Transcribe the records in full, keeping every word exactly as given.

Referring expression data:
--*--

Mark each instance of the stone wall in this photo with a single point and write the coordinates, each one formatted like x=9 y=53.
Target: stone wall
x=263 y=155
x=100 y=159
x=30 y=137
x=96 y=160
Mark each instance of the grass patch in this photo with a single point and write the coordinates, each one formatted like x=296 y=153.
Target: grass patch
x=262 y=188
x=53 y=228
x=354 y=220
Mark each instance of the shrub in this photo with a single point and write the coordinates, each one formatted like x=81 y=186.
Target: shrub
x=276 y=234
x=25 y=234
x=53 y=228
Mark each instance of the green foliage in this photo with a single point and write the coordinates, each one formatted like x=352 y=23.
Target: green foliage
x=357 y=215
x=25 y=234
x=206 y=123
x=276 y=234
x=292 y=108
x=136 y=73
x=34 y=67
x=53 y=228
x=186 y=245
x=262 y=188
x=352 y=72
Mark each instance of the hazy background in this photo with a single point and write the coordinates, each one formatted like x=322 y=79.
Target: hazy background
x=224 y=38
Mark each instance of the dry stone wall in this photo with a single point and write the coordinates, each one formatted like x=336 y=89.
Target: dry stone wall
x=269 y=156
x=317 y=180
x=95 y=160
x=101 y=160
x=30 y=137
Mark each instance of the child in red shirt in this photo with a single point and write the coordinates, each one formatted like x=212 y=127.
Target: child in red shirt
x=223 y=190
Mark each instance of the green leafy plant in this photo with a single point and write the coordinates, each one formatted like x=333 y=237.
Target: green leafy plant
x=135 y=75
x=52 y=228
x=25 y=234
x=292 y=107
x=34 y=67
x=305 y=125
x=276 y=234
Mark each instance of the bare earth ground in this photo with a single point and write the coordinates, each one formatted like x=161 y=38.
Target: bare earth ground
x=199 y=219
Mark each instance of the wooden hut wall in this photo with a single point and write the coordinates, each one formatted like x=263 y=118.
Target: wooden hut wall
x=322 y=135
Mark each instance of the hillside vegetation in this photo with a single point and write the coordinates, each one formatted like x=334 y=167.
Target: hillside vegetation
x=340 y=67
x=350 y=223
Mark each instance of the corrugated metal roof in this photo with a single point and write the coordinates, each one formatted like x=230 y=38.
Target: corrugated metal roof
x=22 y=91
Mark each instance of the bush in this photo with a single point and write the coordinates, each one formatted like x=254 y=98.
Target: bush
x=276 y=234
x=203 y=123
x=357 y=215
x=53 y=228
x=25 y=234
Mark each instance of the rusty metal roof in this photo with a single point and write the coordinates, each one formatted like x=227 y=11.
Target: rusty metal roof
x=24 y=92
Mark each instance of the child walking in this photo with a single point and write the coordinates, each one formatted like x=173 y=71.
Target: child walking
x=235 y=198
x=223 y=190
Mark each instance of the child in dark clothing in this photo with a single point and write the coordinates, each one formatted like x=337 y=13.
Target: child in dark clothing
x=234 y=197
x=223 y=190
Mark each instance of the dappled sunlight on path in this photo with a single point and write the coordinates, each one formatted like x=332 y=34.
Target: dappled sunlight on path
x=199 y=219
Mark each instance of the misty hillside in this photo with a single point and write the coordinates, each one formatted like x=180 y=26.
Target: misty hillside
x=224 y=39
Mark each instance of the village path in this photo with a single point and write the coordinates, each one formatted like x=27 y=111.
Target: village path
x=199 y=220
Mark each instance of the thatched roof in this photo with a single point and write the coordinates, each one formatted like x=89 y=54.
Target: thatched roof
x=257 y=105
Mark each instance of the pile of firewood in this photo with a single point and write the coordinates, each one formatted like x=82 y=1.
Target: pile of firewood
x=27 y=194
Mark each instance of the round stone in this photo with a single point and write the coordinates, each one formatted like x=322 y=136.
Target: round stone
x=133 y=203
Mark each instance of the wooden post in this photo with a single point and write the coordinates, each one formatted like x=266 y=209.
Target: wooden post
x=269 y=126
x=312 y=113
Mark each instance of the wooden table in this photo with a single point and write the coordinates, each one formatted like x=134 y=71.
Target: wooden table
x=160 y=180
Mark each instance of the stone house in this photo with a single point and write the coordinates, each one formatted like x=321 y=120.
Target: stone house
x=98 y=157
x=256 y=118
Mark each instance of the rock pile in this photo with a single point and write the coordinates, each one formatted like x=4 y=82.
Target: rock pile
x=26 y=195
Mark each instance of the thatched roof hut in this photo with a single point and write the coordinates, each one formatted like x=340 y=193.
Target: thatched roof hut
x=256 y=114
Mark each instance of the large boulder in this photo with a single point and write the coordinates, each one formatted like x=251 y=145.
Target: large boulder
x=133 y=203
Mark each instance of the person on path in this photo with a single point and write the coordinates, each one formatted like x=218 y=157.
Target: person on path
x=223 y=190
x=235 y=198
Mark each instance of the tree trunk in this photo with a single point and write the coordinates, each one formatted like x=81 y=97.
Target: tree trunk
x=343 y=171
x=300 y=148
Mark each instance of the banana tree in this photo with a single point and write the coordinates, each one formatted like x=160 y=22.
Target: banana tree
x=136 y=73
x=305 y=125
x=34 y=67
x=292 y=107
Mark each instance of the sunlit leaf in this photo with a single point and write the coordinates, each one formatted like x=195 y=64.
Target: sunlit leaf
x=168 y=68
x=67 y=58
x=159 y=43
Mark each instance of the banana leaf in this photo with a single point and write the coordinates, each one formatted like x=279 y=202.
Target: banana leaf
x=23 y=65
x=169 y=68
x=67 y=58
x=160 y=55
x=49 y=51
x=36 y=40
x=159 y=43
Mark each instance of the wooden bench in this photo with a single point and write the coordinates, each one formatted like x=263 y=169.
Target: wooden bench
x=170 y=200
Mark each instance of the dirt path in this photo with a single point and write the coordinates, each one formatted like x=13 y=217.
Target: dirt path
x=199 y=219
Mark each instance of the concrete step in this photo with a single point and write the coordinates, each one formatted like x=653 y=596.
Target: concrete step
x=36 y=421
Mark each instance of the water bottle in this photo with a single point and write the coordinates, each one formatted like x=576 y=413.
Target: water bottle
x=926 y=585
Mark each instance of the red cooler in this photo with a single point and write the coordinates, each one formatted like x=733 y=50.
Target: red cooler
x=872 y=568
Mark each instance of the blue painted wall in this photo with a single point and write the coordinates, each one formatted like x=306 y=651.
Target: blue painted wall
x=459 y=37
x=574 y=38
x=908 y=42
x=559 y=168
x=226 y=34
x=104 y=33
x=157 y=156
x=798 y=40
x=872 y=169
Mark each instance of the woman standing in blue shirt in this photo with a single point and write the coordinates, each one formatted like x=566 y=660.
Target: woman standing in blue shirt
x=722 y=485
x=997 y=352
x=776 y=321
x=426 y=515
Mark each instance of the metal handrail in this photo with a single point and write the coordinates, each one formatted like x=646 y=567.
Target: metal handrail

--*--

Output of the task:
Mark each instance of the stone wall in this photo with a single point and write the coordinates, each one formatted like x=9 y=53.
Target: stone wall
x=263 y=155
x=100 y=159
x=30 y=137
x=96 y=160
Mark each instance of the grass patch in this photo with a single point and write the coordinates, each one formatted like x=296 y=153.
Target: grass patch
x=262 y=188
x=53 y=228
x=354 y=220
Mark each instance of the shrub in this photo with a single point and write the coordinates, each one formatted like x=81 y=186.
Target: shrub
x=276 y=234
x=25 y=234
x=53 y=228
Mark each instance of the green foliage in this photo with a single point and write the coordinates, each one formatted like x=352 y=23.
Target: green foliage
x=357 y=215
x=25 y=234
x=206 y=123
x=276 y=234
x=292 y=108
x=136 y=73
x=34 y=67
x=53 y=228
x=186 y=245
x=262 y=188
x=352 y=72
Mark each instance of the hazy background in this photo with a single point and write the coordinates, each one formatted like x=322 y=79.
Target: hazy background
x=224 y=38
Mark each instance of the dry stone wall in this photo with a single point and write the coordinates, each one formatted like x=336 y=89.
Target: dry stone wall
x=269 y=156
x=317 y=180
x=95 y=160
x=101 y=160
x=30 y=137
Mark each instance of the child in red shirt in this photo with a single point and write the coordinates, each one formatted like x=212 y=127.
Target: child in red shirt
x=223 y=190
Mark each instance of the green leafy plant in this photo with a single point and write the coordinates, each one formatted like x=333 y=237.
Target: green leafy plant
x=135 y=75
x=52 y=228
x=25 y=234
x=292 y=107
x=34 y=67
x=305 y=125
x=276 y=234
Mark each instance of the bare earth ground in this photo with a single point and write the coordinates, each one formatted like x=161 y=38.
Target: bare earth ground
x=199 y=219
Mark each instance of the wooden hut wall in this photo with a single point and write the coordinates, each one formatted like x=263 y=118.
Target: wooden hut wall
x=322 y=135
Mark each instance of the hillside vegetation in this photo with a single point and write the coordinates, each one formatted like x=334 y=167.
Target: hillside vegetation
x=340 y=67
x=350 y=223
Mark each instance of the corrugated metal roof in this photo with a single point and write the coordinates, each one formatted like x=230 y=38.
Target: corrugated metal roof
x=22 y=91
Mark each instance of the bush in this photo with a single point and write the coordinates, each one formatted like x=254 y=98.
Target: bush
x=276 y=234
x=203 y=123
x=357 y=215
x=53 y=228
x=25 y=234
Mark each instance of the rusty metal roof in this photo with a single point and write the coordinates, each one formatted like x=227 y=11.
Target: rusty metal roof
x=24 y=92
Mark each instance of the child walking in this photo with a single point and write the coordinates, each one formatted like x=173 y=71.
Target: child walking
x=235 y=198
x=223 y=190
Mark each instance of the child in dark clothing in this photo with a single point and write the coordinates, each one formatted like x=337 y=13.
Target: child in dark clothing
x=234 y=197
x=223 y=190
Mark each instance of the dappled sunlight on path in this photo with a single point and write the coordinates, each one formatted like x=332 y=34.
Target: dappled sunlight on path
x=199 y=219
Mark each instance of the misty hillside in this photo with a single point and write the coordinates, each one formatted like x=180 y=26.
Target: misty hillside
x=224 y=39
Mark each instance of the village path in this photo with a single point and write the coordinates, each one formatted like x=27 y=111.
Target: village path
x=199 y=220
Mark each instance of the thatched roof in this photo with a single point and write the coordinates, each one formatted like x=89 y=54.
Target: thatched roof
x=257 y=105
Mark each instance of the pile of firewood in this photo with a single point and write the coordinates, each one formatted like x=82 y=1.
Target: pile of firewood
x=27 y=194
Mark each instance of the round stone in this photo with a single point and write the coordinates, each one formatted like x=322 y=136.
Target: round stone
x=133 y=203
Mark each instance of the wooden post in this photo with a single point and write the coordinates, each one formatted like x=266 y=209.
Target: wooden post
x=269 y=126
x=312 y=113
Mark each instance of the wooden table in this photo with a single point and write the coordinates, each one formatted like x=134 y=71.
Target: wooden table
x=160 y=180
Mark each instance of the stone house in this photo with a single point and write the coordinates, each one formatted like x=321 y=120.
Target: stone house
x=98 y=157
x=256 y=118
Mark each instance of the rock pile in this photo with a single point and write the coordinates, each one formatted like x=4 y=82.
Target: rock pile
x=26 y=195
Mark each instance of the thatched roof hut in this photo with a single point and write the coordinates, each one formatted like x=340 y=193.
Target: thatched roof hut
x=256 y=114
Mark each instance of the large boulder in this photo with a single point and write the coordinates, each one formatted like x=251 y=145.
Target: large boulder
x=133 y=203
Mark each instance of the person on path in this photo with a single point and write the coordinates, each one formatted like x=218 y=157.
Target: person on path
x=223 y=190
x=235 y=198
Mark each instance of the tree trunk in this photo with a single point and write the coordinates, each one formatted like x=81 y=97.
Target: tree trunk
x=343 y=171
x=300 y=148
Mark each instance of the banana tree in this photo with a single point and write the coordinates, each one formatted like x=160 y=22.
Target: banana tree
x=136 y=73
x=305 y=125
x=34 y=67
x=292 y=107
Mark each instance of the sunlit leaf in this photo with a single point and write the coordinates, each one formatted like x=195 y=64.
Target: sunlit leaf
x=168 y=68
x=67 y=58
x=159 y=43
Mark each instance of the banana leaf in this photo with a single point and write the coordinates, each one formatted like x=279 y=202.
Target: banana leaf
x=23 y=65
x=169 y=68
x=67 y=58
x=160 y=55
x=49 y=51
x=36 y=40
x=159 y=43
Mark each instance of the wooden bench in this photo with a single point and write the coordinates, each one formatted like x=263 y=169.
Target: wooden bench
x=170 y=200
Mark each instance of the dirt path in this photo with a single point and write the coordinates, each one formatted like x=13 y=217.
Target: dirt path
x=199 y=219
Mark each instance of the concrete step in this photo with a single point and write the coordinates, each one formatted like x=653 y=596.
Target: concrete step
x=36 y=421
Mark each instance of the water bottle in this photo with a single point and write the coordinates, each one formatted like x=576 y=413.
Target: water bottle
x=926 y=585
Mark each instance of the red cooler in this photo with a single point and write the coordinates, each one formatted like x=733 y=50.
Target: red cooler
x=872 y=568
Mark each instance of the blue painted wall in this photo with a single point and write the coordinates, each one formatted like x=306 y=651.
Target: blue painted wall
x=459 y=37
x=574 y=38
x=908 y=42
x=559 y=168
x=226 y=34
x=104 y=33
x=157 y=156
x=798 y=40
x=872 y=169
Mark each instance of the woman standing in blue shirt in this photo with a single point and write the coordinates, each one formatted like x=566 y=660.
Target: woman standing in blue shirt
x=722 y=485
x=997 y=352
x=776 y=321
x=426 y=515
Mark each instance of the metal handrail in this photo with a single point and write the coordinates, each one formatted like x=646 y=567.
Target: metal handrail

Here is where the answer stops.